● **WHAT THE TASK ASKS**: Transcribe each of the lines below verbatim, omitting any picture from your answer.
========================================
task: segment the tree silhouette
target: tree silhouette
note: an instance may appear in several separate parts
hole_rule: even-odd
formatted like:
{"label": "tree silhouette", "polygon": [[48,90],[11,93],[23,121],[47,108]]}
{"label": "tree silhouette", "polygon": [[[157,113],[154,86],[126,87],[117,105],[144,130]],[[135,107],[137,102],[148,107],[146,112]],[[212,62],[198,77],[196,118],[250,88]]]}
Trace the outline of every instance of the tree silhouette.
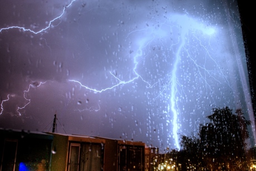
========================================
● **FINAL RESULT**:
task: segment the tree silhouette
target: tree silhouette
note: an instance may appear in several separate parts
hole_rule: even-odd
formatted like:
{"label": "tree silhouette", "polygon": [[48,90],[11,93],[23,121],[47,108]]}
{"label": "tree silhouette", "polygon": [[[157,113],[154,86],[126,87],[117,105],[144,130]],[[135,107],[137,102],[148,107],[146,112]],[[212,62],[198,77],[196,118],[250,88]]]}
Trace the outline of every instance of the tree silhouette.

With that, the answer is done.